(Data supplied begins)

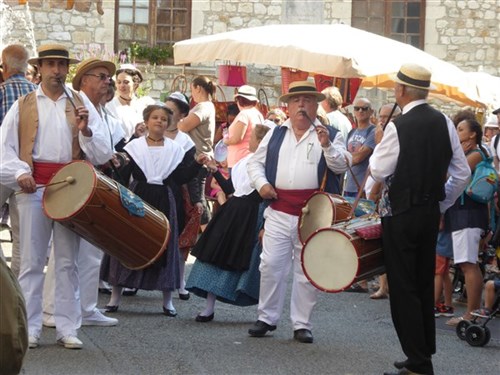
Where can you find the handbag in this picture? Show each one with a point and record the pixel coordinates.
(232, 75)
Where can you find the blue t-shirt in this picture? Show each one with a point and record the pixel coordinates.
(357, 139)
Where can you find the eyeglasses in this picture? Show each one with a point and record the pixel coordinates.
(102, 76)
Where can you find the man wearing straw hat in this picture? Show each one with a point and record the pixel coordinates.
(56, 129)
(418, 150)
(92, 79)
(286, 169)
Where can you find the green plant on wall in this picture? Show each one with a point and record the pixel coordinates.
(154, 55)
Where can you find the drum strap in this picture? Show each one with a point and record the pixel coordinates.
(291, 201)
(43, 172)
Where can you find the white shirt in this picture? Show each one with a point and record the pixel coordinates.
(53, 142)
(298, 160)
(385, 158)
(240, 178)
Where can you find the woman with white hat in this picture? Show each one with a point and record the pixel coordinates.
(240, 130)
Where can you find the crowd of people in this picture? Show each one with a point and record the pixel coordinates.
(412, 160)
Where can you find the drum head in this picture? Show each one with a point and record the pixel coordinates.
(316, 214)
(62, 201)
(329, 260)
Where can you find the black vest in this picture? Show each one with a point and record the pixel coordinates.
(424, 157)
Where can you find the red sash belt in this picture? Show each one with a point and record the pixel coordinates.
(291, 201)
(43, 172)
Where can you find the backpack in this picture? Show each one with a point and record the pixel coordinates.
(484, 181)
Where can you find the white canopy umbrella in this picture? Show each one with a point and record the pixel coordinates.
(333, 50)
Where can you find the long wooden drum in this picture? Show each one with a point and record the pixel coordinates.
(334, 258)
(90, 205)
(322, 210)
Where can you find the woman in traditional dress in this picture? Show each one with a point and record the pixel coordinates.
(188, 218)
(199, 124)
(155, 163)
(228, 251)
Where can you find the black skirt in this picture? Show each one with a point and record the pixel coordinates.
(228, 240)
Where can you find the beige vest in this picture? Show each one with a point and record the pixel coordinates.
(28, 126)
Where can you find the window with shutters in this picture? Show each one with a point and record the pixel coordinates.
(401, 20)
(152, 23)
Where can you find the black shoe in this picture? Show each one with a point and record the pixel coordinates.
(403, 371)
(204, 319)
(400, 364)
(303, 336)
(130, 292)
(169, 312)
(184, 296)
(260, 328)
(110, 308)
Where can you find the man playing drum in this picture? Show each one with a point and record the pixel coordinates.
(286, 169)
(57, 128)
(417, 151)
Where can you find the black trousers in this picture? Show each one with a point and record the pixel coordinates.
(409, 244)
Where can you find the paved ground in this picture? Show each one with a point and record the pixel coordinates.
(353, 335)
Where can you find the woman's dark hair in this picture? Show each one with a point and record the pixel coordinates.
(181, 106)
(204, 83)
(153, 107)
(244, 102)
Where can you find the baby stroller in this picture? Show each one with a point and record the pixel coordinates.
(475, 331)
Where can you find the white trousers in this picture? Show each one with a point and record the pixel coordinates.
(281, 250)
(89, 264)
(7, 194)
(35, 231)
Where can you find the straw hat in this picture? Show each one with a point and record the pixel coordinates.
(415, 76)
(302, 88)
(90, 64)
(52, 51)
(247, 92)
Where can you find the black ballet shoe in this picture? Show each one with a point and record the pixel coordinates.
(169, 312)
(111, 309)
(204, 319)
(184, 296)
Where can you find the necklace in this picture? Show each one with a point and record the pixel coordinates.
(155, 140)
(125, 99)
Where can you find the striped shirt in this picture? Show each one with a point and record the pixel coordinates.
(10, 90)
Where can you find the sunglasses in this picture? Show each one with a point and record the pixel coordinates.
(102, 76)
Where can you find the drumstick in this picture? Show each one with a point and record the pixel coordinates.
(67, 94)
(69, 180)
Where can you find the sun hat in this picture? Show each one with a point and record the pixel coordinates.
(52, 51)
(247, 92)
(415, 76)
(178, 96)
(131, 68)
(302, 88)
(90, 64)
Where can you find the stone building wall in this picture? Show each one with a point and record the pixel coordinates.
(465, 33)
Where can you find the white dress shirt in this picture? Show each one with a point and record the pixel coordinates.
(385, 158)
(53, 142)
(298, 160)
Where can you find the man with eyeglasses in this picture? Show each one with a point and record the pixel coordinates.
(56, 128)
(92, 80)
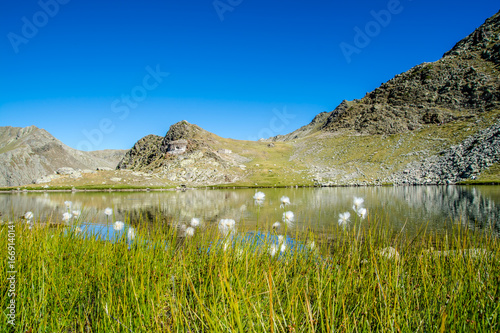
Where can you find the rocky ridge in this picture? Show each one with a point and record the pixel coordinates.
(464, 82)
(199, 164)
(458, 163)
(32, 155)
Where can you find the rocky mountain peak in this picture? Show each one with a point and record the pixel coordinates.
(484, 41)
(181, 130)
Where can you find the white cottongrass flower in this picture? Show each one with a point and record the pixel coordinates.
(283, 247)
(118, 225)
(227, 226)
(357, 203)
(67, 217)
(288, 218)
(273, 249)
(189, 232)
(284, 201)
(195, 222)
(282, 243)
(259, 198)
(131, 234)
(344, 218)
(362, 212)
(106, 309)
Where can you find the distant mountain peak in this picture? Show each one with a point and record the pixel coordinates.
(485, 41)
(464, 83)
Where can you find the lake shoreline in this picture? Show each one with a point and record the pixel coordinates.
(226, 187)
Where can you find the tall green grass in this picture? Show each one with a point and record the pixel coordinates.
(163, 283)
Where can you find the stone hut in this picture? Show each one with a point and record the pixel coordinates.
(177, 147)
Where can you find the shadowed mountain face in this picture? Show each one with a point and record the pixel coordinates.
(463, 84)
(29, 153)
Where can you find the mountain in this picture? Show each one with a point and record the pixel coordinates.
(437, 123)
(30, 153)
(463, 84)
(187, 154)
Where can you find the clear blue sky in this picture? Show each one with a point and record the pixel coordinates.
(248, 68)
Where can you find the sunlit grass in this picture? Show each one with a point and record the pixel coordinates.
(354, 279)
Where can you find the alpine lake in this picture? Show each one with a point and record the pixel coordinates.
(434, 209)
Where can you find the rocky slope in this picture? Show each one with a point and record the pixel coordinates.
(29, 154)
(464, 83)
(198, 161)
(455, 164)
(437, 123)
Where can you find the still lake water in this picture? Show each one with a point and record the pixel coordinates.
(317, 209)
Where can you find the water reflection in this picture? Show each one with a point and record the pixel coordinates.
(315, 208)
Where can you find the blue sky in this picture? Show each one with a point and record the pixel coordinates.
(103, 74)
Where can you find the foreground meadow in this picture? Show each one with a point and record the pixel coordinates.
(207, 277)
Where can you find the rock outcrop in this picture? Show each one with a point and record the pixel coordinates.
(465, 82)
(187, 154)
(30, 154)
(455, 164)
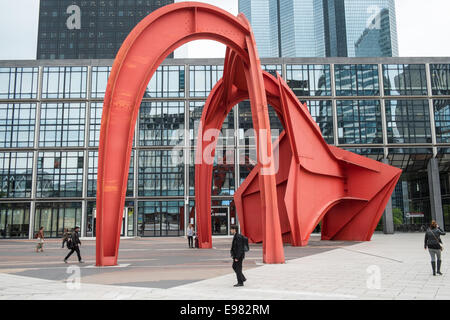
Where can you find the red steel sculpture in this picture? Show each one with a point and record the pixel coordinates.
(314, 181)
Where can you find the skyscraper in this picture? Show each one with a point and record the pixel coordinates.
(323, 28)
(264, 18)
(88, 29)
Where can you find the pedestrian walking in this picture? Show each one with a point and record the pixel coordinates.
(433, 243)
(190, 234)
(66, 236)
(73, 244)
(40, 237)
(238, 254)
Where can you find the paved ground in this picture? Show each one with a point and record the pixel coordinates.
(388, 267)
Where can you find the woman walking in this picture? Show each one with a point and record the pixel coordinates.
(40, 237)
(190, 235)
(433, 242)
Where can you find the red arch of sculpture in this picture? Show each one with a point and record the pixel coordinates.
(143, 50)
(315, 181)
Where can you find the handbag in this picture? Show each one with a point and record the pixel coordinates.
(440, 244)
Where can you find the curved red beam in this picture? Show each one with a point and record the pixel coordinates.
(142, 52)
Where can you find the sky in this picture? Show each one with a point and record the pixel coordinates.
(423, 29)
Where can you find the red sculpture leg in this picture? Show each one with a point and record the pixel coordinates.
(349, 192)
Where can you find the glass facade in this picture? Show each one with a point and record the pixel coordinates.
(390, 109)
(323, 28)
(88, 29)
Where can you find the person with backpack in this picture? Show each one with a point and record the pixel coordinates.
(190, 234)
(433, 242)
(66, 236)
(73, 243)
(40, 236)
(238, 248)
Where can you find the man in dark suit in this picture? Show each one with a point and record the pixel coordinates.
(238, 255)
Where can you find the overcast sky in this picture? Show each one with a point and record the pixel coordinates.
(423, 29)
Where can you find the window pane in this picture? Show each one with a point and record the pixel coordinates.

(Data supplied ends)

» What needs to be done:
Repeat, word for word, every line from the line that contains "Where can you find the red sculpture" to the end of the entries; include both of those lines and no others.

» Solution for this task:
Where can you find the red sculpture leg in this picture? Show each one with a point and record the pixel coordinates.
(349, 192)
Where can you find the glass facade in this picture? Show each one with a point and record the pixel coordinates.
(390, 109)
(323, 28)
(88, 29)
Where can you find the person with backpack in this picture? Show each one with a point and record the pixel coordinates.
(190, 234)
(433, 242)
(66, 236)
(73, 243)
(40, 236)
(238, 248)
Where can you find the man in dark suit in this picture? Show each one with a point and record the pixel coordinates.
(238, 255)
Where can you find the overcast sky in this picture? Show each one with a point and record the pixel coordinates.
(423, 29)
Where can you find the window pane in this picture? Show each one with a point and record the pixel coordinates.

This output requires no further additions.